The task — Turn the lines below into a numbered list, omitting any blank lines and leaving the pictures out.

Supplied information —
━━━━━━━━
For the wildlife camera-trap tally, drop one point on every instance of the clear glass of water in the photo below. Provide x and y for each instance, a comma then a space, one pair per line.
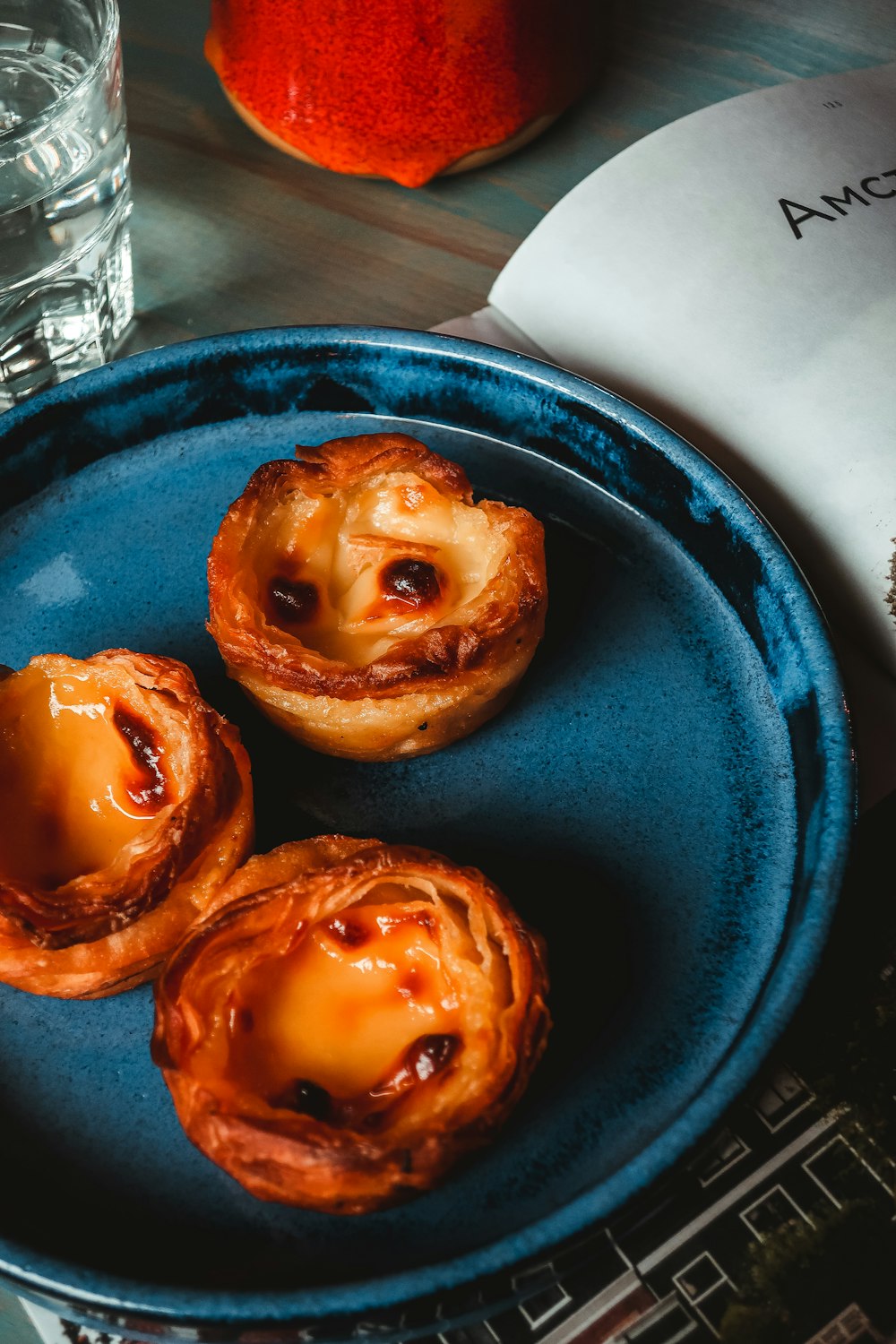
66, 290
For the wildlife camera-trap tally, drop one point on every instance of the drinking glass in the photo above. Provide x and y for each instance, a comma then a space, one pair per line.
66, 290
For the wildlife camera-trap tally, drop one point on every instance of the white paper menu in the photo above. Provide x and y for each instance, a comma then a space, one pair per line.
735, 274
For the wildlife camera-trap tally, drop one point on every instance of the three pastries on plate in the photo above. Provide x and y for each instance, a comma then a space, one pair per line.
338, 1021
352, 1021
367, 604
125, 801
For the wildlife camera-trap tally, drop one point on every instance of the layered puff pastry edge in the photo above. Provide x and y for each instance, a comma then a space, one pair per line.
125, 803
367, 605
349, 1021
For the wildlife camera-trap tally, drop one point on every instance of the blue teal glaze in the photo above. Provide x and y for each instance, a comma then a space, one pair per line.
675, 774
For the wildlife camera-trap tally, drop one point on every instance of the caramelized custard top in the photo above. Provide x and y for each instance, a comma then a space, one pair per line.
349, 574
81, 774
358, 1011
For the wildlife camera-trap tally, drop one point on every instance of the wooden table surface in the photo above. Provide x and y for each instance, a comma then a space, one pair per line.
230, 234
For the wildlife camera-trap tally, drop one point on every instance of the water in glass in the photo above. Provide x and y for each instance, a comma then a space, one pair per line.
66, 292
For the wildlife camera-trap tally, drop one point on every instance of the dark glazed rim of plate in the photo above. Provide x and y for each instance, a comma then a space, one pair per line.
802, 941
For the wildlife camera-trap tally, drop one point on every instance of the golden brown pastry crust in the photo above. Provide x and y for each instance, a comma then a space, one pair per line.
374, 1150
430, 679
110, 929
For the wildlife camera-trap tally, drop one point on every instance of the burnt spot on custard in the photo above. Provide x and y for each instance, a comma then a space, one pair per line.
292, 601
432, 1054
410, 583
306, 1098
349, 932
148, 785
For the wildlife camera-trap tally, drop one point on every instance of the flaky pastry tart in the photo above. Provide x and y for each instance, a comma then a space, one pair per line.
368, 605
349, 1021
125, 803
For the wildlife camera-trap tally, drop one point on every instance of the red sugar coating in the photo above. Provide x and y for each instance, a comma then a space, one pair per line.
401, 88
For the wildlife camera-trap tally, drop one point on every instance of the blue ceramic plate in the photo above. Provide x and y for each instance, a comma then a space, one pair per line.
668, 798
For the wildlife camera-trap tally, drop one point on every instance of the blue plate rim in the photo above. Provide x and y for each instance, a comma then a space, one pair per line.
788, 978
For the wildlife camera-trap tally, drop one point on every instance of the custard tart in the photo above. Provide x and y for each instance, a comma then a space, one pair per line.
351, 1021
367, 604
125, 803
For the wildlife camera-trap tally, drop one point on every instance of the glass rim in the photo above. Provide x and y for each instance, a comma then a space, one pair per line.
109, 21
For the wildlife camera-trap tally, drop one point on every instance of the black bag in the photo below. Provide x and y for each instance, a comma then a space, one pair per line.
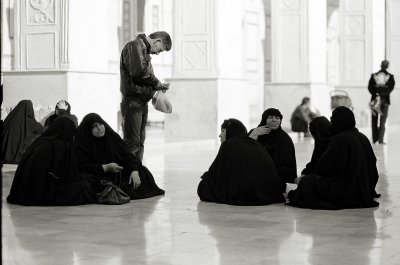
112, 194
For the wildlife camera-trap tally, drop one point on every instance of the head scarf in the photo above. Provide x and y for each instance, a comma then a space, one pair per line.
113, 147
269, 112
19, 124
321, 128
342, 120
233, 128
68, 110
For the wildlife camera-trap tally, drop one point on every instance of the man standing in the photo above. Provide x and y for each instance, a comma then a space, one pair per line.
380, 86
138, 86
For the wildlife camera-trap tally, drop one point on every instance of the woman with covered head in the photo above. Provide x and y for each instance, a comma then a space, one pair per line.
346, 173
278, 144
47, 174
101, 152
242, 173
63, 109
20, 129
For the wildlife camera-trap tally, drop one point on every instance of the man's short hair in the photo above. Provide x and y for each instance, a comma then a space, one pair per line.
165, 38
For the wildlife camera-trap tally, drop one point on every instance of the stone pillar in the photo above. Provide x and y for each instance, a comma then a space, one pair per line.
298, 33
393, 54
211, 59
58, 56
361, 51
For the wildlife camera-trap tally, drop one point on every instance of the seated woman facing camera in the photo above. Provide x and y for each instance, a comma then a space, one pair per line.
242, 173
346, 173
63, 109
101, 152
47, 174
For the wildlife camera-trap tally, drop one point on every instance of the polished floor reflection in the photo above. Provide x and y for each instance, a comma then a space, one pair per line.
178, 229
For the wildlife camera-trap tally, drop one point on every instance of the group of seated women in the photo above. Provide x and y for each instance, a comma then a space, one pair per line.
252, 168
66, 165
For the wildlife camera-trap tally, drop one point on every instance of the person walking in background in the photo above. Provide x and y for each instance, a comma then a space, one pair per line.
138, 86
302, 116
380, 85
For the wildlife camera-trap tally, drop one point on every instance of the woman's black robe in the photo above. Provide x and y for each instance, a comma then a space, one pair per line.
47, 175
280, 147
241, 174
20, 129
346, 173
321, 130
92, 153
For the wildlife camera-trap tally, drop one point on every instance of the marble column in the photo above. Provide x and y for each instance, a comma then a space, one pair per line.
393, 54
362, 38
57, 56
298, 63
217, 56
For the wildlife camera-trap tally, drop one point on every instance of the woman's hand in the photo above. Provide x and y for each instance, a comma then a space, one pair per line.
112, 168
135, 179
260, 131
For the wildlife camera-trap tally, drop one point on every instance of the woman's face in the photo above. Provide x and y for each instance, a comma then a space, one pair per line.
273, 122
222, 135
98, 130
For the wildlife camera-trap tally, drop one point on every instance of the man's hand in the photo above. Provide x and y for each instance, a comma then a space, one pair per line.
165, 87
112, 168
260, 131
135, 179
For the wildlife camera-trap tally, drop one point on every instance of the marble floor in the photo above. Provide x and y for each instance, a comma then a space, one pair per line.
178, 229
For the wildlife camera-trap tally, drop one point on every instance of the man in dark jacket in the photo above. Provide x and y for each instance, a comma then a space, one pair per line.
138, 85
380, 86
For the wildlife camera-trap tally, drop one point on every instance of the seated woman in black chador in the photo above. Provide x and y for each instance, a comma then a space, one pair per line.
20, 129
100, 151
346, 173
278, 144
63, 109
302, 116
47, 175
321, 131
242, 173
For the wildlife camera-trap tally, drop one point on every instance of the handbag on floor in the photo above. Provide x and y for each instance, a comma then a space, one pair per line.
112, 194
161, 103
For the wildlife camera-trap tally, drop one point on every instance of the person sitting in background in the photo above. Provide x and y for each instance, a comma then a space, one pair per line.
101, 152
278, 144
63, 109
46, 173
242, 173
321, 130
20, 129
302, 116
346, 174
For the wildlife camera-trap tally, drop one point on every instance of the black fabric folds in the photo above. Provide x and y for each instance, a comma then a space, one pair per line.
346, 174
242, 173
92, 153
20, 129
321, 130
47, 175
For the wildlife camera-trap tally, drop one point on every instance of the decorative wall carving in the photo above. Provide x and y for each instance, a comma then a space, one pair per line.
40, 12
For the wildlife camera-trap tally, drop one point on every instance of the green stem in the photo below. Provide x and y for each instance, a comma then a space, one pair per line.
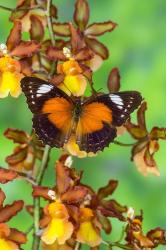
━━━━━━━━
Correct result —
1. For the wildlife camera-trap tally, drop one point on every instance of the clear glass of water in the photo below. Provide x and y for each instance, a comma then a space, one pair per line.
2. 66, 290
3. For the wildlife camera-trap tally, drop one point on every instance of the drinking glass in the photo above. Provide x and y for each instance, a comma then a space, one pair per line.
4. 66, 290
5. For the wildlife camera-trap tally, drop one point on every instance of the white paper menu in the photo above. Provide x and y for each instance, a comma then a space, one pair per line.
6. 735, 274
7. For the wildlife camera-trap tally, drop one point on every instance of the three pastries on plate in the photo above. Provide x and y for each instance, a comma then a space, one pair per line.
8. 338, 1021
9. 352, 1021
10. 367, 604
11. 125, 801
12. For the wildlife camera-trap tally, drop one point on every instance of the layered puff pastry edge in the photo above. Provide x and y for each instance, a comma then a space, one pair per line.
13. 125, 803
14. 367, 605
15. 349, 1021
16. For the wildlife camera-trap tally, drop one point on every instance of the blue teal glaze in the photo above. Provide x and y for each instance, a comma then a space, one pair per line.
17. 675, 774
18. For the wildlife camera-trap tally, drop one point on every instance of the caramelized custard top in the photo above. Provide x and y for each instance, a comma then a space, one pair per line.
19. 349, 574
20. 81, 774
21. 358, 1011
22. For the wildlife camera-trap tally, drop one point on every instance of the wooden table surface in the photo above. Provide x and y for each instance, a comma then a space, one pair per line.
23. 230, 234
24. For the wildlife camera-trap tally, drop one point on every instance of the water in glass in the photo above. Provide x and y for each instance, a comma then a space, one pair per line.
25. 66, 292
26. For the wildlife camera-trap tally, drop one point on every instance of the dark glazed rim of plate in the photo above. Provide x and y for each instance, a comma then a space, one pair per line.
27. 802, 941
28. For the wildlife camera-trap tally, drop one point on every instance of the golden brown pastry crust in the photo above. Provide x and y for each instance, a comma then a space, one pair per line.
29. 374, 1150
30. 430, 679
31. 110, 929
32. For the wildlife camera-trap tally, drop one point on every instance of the burnt spot on custard in the photo above. Provide x and y for each instance, a comma then a space, one pair per line.
33. 292, 601
34. 432, 1054
35. 410, 583
36. 306, 1098
37. 349, 932
38. 148, 785
39. For the wildlife camera-trap tally, drop one point on every instance of the flaky pastry tart in the photo above. Provide x and y for each instance, a comma then a space, one pair per line.
40. 368, 605
41. 349, 1021
42. 125, 803
43. For the wildlife camera-trap tally, drop one point on every instance of the red sugar coating in the photo above. Provide x and y for each instance, a comma then a space, one pair per line.
44. 401, 88
45. For the wildlife camera-trap tally, drop one point on every instance of the blue ceramic plate in the photo above. Provide x and y for each instance, a comma then a space, one pair per line.
46. 668, 798
47. For the wildlife camera-trap tally, drop one point on every instance of the blue plate rim in the photo above. Provide x and y for each instance, a comma then a space, one pair per line.
48. 788, 978
49. For the wildlife camera-trap tally, drop one point on every instance of the custard tart in the photo above. Provide x and y for each instance, a comma then a space, one pair per line.
50. 351, 1021
51. 367, 604
52. 125, 803
53. For the wildlife camera-trap tally, drop one point on every instance of the glass rim in the photo above. Provide x and y for each instance, a comma then a space, one pair per line.
54. 109, 21
55. For the wildlife camera-trap tally, drop one point on every instance of the black bag in the photo below. Provide x and y for each instance, a comma then a space, one pair per line.
56. 112, 194
57. For the wildlife camera-trap tally, drop one point on every instance of the head scarf in the photo above. Provide x and y for each instance, a comma then a space, one pair per line.
58. 113, 147
59. 269, 112
60. 19, 124
61. 321, 128
62. 342, 120
63. 233, 128
64. 68, 110
65. For the wildlife camera-trap tally, drop one point on every instance of the man standing in the photo above. Provide x and y for each instance, a comma then a space, one pair per line.
66. 380, 86
67. 138, 86
68. For the wildlife camera-trap tally, drop one point on every instance of the woman with covered head in the photo above. Provide x and y for each instance, a comma then a space, one pair per line.
69. 346, 173
70. 278, 144
71. 47, 174
72. 101, 152
73. 242, 173
74. 63, 109
75. 20, 129
76. For the wildlife camera-trap tally, drop one point on every instance of the man's short hair in the photo above. Provide x and y for each instance, a comma then a space, one pair per line.
77. 165, 38
78. For the wildlife camera-trap tally, drop one point on every instance of the stone pillar in the photo above. Provide x and y for each instance, a comma then a space, one pair per line.
79. 298, 33
80. 393, 54
81. 211, 59
82. 58, 56
83. 361, 51
84. For the wildlife camera-trap tally, drop one point on every instance of the seated woman facing camera in the photo above. Provide x and y for each instance, a comma then a space, one pair per line.
85. 242, 173
86. 346, 173
87. 63, 109
88. 101, 152
89. 47, 174
90. For the wildlife camera-trap tally, drop one point on every instance of the polished floor reflection in the photo above. Provide x and y for each instance, a comma then a space, one pair per line.
91. 178, 229
92. For the wildlife camera-trap tally, drop one point on every instance of the group of seated women in the photo above. Provide x and y for each instance, a comma then a space, one pair per line.
93. 252, 168
94. 66, 165
95. For the wildlife camera-trap tally, drop one point on every instance of the person walking in background in the photo above. Provide x and y for each instance, a comma then a space, one pair per line.
96. 138, 86
97. 302, 116
98. 380, 85
99. For the wildlife camera-trap tally, drop one point on every instance of the woman's black robe in the photo above. Provide x and y for each instance, a comma then a space, one pair per line.
100. 47, 175
101. 280, 147
102. 241, 174
103. 20, 129
104. 346, 173
105. 321, 130
106. 92, 153
107. For the wildlife camera-trap tally, drop one point on every instance of the marble column in the photo above. Provide x and y for each instance, a comma then a space, one pair per line.
108. 393, 54
109. 362, 38
110. 57, 56
111. 298, 63
112. 217, 56
113. For the wildlife camera-trap tally, drop one point on every instance of the woman's hand in the photo above. Provide x and y for each instance, a comma then a space, one pair per line.
114. 112, 168
115. 135, 179
116. 260, 131
117. For the wildlife camera-trap tally, drop one point on every instance of the woman's face in the photo above. Provide x and y for each instance, a comma then a space, one pair per line.
118. 273, 122
119. 222, 135
120. 98, 130
121. For the wildlife camera-trap tally, drop one point on every instance of the man's hand in the photo above. Provide x and y for each instance, a comma then a space, one pair per line.
122. 165, 87
123. 112, 168
124. 260, 131
125. 135, 179
126. For the wildlife camera-trap tally, drop one point on every instance of the marble floor in the photo above. Provide x and y for each instance, a comma then a space, one pair per line.
127. 178, 229
128. For the wildlife camera-trap tally, drop one point on every instance of the man in dark jacket in the photo above. Provide x and y for each instance, a comma then a space, one pair per line.
129. 138, 85
130. 380, 86
131. For the wildlife camera-trap tally, drop one point on every instance of the seated woman in black chador in the photo above. Provide x and y for each instance, a comma then a space, one pair per line.
132. 20, 129
133. 100, 151
134. 346, 173
135. 278, 144
136. 63, 109
137. 302, 116
138. 47, 175
139. 321, 131
140. 242, 173
141. For the wildlife camera-trap tally, drop one point on every instance of the handbag on floor in the photo above. Provide x and y for each instance, a comma then a space, one pair per line.
142. 112, 194
143. 161, 103
144. For the wildlife camera-trap tally, drop one point on every instance of the person sitting in background in the photo above. Provide x and y for each instance, a comma then a space, one pair per line.
145. 101, 152
146. 278, 144
147. 63, 109
148. 46, 173
149. 242, 173
150. 321, 130
151. 20, 129
152. 302, 116
153. 346, 174
154. For the wildlife camera-trap tally, drop one point on every instance of the black fabric folds in the photo above. Provide x and y for each instance, a comma then a space, one pair per line.
155. 346, 174
156. 242, 173
157. 92, 153
158. 20, 129
159. 321, 130
160. 47, 175
161. For the wildlife camera-trap tally, drop one point on every instance of the decorative wall carving in the photo above. Provide x and y for each instance, a comma then a space, one pair per line.
162. 40, 12
163. For the wildlife camera-trap tally, drop one point on every instance of the green stem in the photo below. Provide x and y for each instance, a comma then a space, one pair per line.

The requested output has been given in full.